* START Data provided *
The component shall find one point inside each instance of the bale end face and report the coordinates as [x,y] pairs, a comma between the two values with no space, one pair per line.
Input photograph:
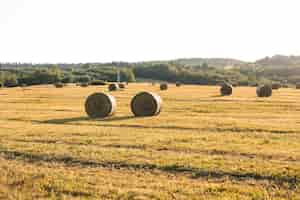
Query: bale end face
[264,91]
[113,87]
[122,85]
[146,104]
[163,86]
[226,90]
[100,105]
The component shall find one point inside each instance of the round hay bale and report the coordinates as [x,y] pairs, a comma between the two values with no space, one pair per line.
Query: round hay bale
[178,84]
[226,89]
[100,105]
[113,87]
[264,91]
[276,86]
[146,104]
[84,84]
[122,85]
[59,85]
[163,86]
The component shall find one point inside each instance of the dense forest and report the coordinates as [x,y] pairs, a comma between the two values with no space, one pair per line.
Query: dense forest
[279,69]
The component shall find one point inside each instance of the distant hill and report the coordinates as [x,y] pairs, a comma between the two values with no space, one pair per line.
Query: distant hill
[215,62]
[279,60]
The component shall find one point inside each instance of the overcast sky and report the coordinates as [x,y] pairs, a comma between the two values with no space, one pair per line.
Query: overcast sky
[137,30]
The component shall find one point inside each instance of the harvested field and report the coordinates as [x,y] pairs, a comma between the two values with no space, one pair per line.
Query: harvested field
[201,146]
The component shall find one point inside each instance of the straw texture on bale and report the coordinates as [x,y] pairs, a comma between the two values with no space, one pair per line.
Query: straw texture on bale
[113,87]
[84,84]
[226,89]
[276,86]
[163,86]
[122,85]
[264,91]
[146,104]
[100,105]
[59,85]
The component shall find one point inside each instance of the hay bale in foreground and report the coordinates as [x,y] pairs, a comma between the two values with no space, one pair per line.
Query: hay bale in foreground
[226,89]
[146,104]
[163,86]
[59,85]
[122,85]
[264,91]
[113,87]
[100,105]
[276,86]
[84,84]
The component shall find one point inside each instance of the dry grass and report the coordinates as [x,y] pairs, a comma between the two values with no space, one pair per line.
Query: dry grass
[202,146]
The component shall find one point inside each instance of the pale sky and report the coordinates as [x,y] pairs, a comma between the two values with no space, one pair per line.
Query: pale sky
[137,30]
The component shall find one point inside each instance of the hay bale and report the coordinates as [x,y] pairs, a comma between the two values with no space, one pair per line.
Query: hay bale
[100,105]
[122,85]
[59,85]
[163,86]
[226,89]
[276,86]
[178,84]
[84,84]
[264,91]
[113,87]
[146,104]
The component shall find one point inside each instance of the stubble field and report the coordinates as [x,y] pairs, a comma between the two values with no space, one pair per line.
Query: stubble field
[201,146]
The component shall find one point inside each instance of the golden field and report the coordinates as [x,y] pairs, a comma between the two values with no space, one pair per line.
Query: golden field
[201,146]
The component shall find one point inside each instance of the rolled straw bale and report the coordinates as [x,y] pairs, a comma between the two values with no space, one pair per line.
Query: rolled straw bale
[146,104]
[178,84]
[59,85]
[276,86]
[163,86]
[264,91]
[85,84]
[226,89]
[100,105]
[113,87]
[122,85]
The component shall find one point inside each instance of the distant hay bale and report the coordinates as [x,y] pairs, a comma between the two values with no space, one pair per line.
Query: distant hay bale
[100,105]
[146,104]
[276,86]
[59,85]
[122,85]
[113,87]
[264,91]
[84,84]
[163,86]
[178,84]
[226,89]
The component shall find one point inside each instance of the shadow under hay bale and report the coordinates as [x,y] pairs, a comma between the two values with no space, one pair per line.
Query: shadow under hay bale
[122,85]
[163,86]
[100,105]
[226,89]
[113,87]
[276,86]
[264,91]
[146,104]
[59,85]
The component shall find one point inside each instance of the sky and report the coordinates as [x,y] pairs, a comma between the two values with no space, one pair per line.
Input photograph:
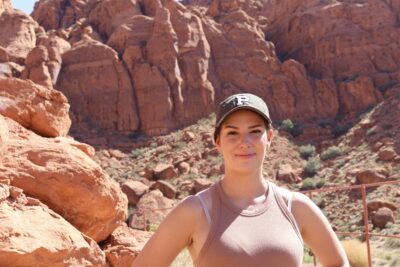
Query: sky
[24,5]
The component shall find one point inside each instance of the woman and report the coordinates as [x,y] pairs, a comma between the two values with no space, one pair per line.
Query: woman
[243,220]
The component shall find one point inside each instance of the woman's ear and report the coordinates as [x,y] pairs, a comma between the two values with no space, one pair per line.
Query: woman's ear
[270,134]
[218,143]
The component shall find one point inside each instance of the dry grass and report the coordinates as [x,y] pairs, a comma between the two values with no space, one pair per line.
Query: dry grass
[356,252]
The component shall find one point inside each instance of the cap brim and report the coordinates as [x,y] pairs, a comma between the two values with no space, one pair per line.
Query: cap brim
[218,124]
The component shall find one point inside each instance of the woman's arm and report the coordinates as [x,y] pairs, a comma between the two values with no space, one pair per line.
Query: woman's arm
[172,236]
[317,233]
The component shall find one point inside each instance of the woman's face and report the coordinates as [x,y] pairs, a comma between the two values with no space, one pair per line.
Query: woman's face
[243,141]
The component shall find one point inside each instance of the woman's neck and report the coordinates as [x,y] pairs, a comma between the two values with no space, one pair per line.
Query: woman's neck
[244,187]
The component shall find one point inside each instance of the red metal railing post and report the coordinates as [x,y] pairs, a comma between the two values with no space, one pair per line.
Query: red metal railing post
[364,199]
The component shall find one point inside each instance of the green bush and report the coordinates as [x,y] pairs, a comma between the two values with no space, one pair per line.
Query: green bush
[287,125]
[307,151]
[292,128]
[331,153]
[312,166]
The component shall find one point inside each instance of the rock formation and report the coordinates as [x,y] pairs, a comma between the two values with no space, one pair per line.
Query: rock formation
[61,174]
[98,85]
[34,235]
[18,34]
[40,109]
[5,5]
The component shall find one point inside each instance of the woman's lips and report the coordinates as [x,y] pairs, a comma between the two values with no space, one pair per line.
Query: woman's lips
[245,155]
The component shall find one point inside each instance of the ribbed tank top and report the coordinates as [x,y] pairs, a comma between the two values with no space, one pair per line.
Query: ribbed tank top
[264,237]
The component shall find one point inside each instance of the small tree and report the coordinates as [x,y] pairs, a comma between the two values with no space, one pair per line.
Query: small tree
[312,166]
[331,153]
[307,151]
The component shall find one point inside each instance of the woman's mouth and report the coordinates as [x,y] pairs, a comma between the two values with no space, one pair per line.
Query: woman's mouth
[245,155]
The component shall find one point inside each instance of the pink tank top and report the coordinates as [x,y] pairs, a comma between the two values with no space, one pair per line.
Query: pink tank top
[266,237]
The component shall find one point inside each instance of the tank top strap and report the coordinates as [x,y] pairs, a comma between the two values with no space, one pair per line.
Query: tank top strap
[215,212]
[285,210]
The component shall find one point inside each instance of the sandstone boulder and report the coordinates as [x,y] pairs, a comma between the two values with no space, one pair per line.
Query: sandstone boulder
[3,55]
[63,177]
[194,57]
[166,188]
[17,34]
[109,14]
[152,208]
[358,94]
[3,136]
[98,87]
[243,59]
[132,36]
[381,217]
[34,235]
[164,171]
[371,176]
[333,38]
[47,12]
[184,167]
[124,244]
[286,173]
[40,109]
[387,154]
[55,42]
[36,68]
[134,190]
[5,5]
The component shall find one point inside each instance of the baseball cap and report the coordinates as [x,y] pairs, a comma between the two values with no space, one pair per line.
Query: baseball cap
[241,101]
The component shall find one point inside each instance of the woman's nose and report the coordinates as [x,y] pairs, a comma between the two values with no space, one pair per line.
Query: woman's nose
[245,139]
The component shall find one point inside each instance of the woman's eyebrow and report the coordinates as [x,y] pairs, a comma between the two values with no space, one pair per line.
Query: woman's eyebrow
[231,126]
[250,127]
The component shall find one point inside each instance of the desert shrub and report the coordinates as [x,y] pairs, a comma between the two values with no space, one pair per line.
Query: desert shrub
[331,153]
[356,252]
[307,151]
[320,183]
[340,130]
[312,166]
[308,184]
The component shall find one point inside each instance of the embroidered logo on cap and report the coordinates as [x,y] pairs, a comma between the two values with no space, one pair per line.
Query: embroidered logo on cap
[241,99]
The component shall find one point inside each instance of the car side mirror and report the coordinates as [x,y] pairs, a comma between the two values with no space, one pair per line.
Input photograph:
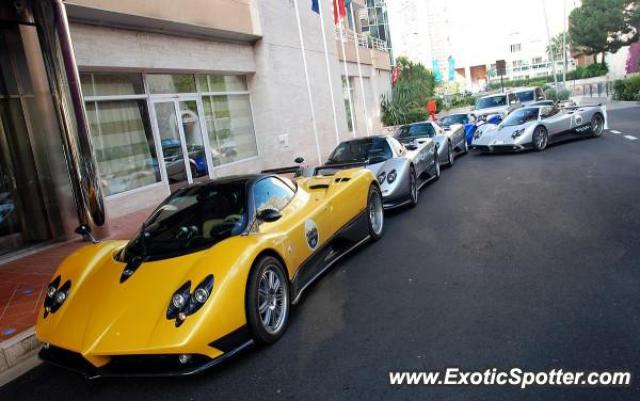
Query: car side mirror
[85,231]
[269,215]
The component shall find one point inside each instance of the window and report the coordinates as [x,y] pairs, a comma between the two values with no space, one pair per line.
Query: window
[548,111]
[191,219]
[230,128]
[521,116]
[271,193]
[374,150]
[229,119]
[122,139]
[451,119]
[222,83]
[491,101]
[415,131]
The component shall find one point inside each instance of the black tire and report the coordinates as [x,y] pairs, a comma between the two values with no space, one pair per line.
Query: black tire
[451,155]
[597,125]
[260,332]
[540,144]
[375,206]
[413,187]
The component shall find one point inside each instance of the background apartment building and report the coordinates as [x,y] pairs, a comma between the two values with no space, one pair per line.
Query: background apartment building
[431,31]
[173,93]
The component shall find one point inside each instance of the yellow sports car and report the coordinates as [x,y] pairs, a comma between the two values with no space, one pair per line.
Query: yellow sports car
[214,269]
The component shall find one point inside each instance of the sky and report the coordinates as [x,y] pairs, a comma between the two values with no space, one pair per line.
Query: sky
[480,31]
[488,27]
* END Data provided *
From the line containing "of the window" to the last line of the material, please quote every line exactly and only those.

» Solution
The component shall find one point inside each instance of the window and report the coordinates as [x,y] pairs, a comma between the two values with no space, one pair per line.
Query: window
[548,111]
[191,219]
[230,128]
[521,116]
[271,193]
[374,150]
[229,119]
[122,139]
[451,119]
[222,83]
[491,101]
[415,131]
The component shall find one point inside each instance of the black tire and report the coordinates as [x,y] pairs, a comma between the two values with no space, one pair per line.
Query: black tire
[451,155]
[597,125]
[260,332]
[540,144]
[375,206]
[413,187]
The component shall find one point inside each instance of the background apartment building and report the coordinates as [x,y] pairs, a comma between the two values with no space, one pair per line.
Query: background apartment building
[431,31]
[173,93]
The component shall find one point inside each instance of the yellow sports car and report the coordinates as [x,y] pairs, a comma between the two values with no space, one pair per line.
Query: yellow sports car
[214,269]
The component shall find one point inside each instance of the sky and report the coordinates as [x,y] pairs, a comma between the two values with no space, one pair per line.
Query: sky
[480,31]
[488,27]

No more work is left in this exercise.